## [Text excerpt]

The Yamaha DT50MX is the most common 50 cc motorcycle in the Yamaha DT series. It superseded the DT50M when introduced in June 1981 and can easily be identified by its Mono-Cross(MX) rear suspension with a silver painted square-section rear swinging arm and a more angular tank as opposed to the more rounded one found on the M variant. The 'MX' designation was commonly used on Yamaha motorcycles fitted with the 'Mono-Cross' rear suspension, which was the first to employ a single shock-absorber. It remained in production largely unchanged until 1996, gaining only a CDI ignition system and a change to square bodied direction indicator lights in 1986 with the introduction of the 2FN model (sometimes referred to as the MX-S). The moped is very common in Scandinavia where its leading competitor was the Honda MT50 and can be ridden on a CBT at 16 in the UK.

An "LC" (liquid-cooled) model was released to the US and Europe, featuring a liquid-cooled 49cc engine, a taller fuel tank and a different headlight nacelle with a rectangular air vent beneath the headlamp.

Intake was by means of either a Mikuni vm18 smoothbore flatslide or a TK carburettor and the exhaust was expansion chamber type with interchangeable addons (BigOne and DEP manufactured an improved system),

There was also a Paris Dakar style bodykit available which featured a wraparound fairing incorporating a stationary headlamp nacelle, different side panels, sump guard and a tank cover, these were originally only available in white with red decals.

## [Tasks]
1. Turn the paragraph of the Yamaha DT50MX passage that begins "The Yamaha DT50MX is the most common" into a short bulleted list that keeps its main facts.
2. Answer these questions from the Yamaha DT50MX passage:
(a) In what month and year was the DT50MX introduced?
(b) What engine did the "LC" model have?
(c) In what colors was the Paris Dakar style bodykit originally offered?
The data after this passage on the Yamaha DT50MX are not needed for the tasks.

## [Given information]
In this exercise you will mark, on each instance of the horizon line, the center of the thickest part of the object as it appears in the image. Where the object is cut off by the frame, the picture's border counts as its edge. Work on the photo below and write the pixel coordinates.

## [List of solutions]
1.
- Most common 50 cc motorcycle in the Yamaha DT series
- Replaced the DT50M in June 1981
- Identified by its Mono-Cross (MX) rear suspension, a silver square-section rear swinging arm, and a more angular tank than the M's rounded one
- "MX" marked Yamaha motorcycles with Mono-Cross suspension, the first to use a single shock-absorber
- Produced largely unchanged until 1996
- The 1986 2FN model (sometimes called the MX-S) added CDI ignition and square-bodied indicators
- Very common in Scandinavia, where the Honda MT50 was its main rival
- Can be ridden on a CBT at 16 in the UK

2.
(a) June 1981
(b) A liquid-cooled 49cc engine
(c) Only in white with red decals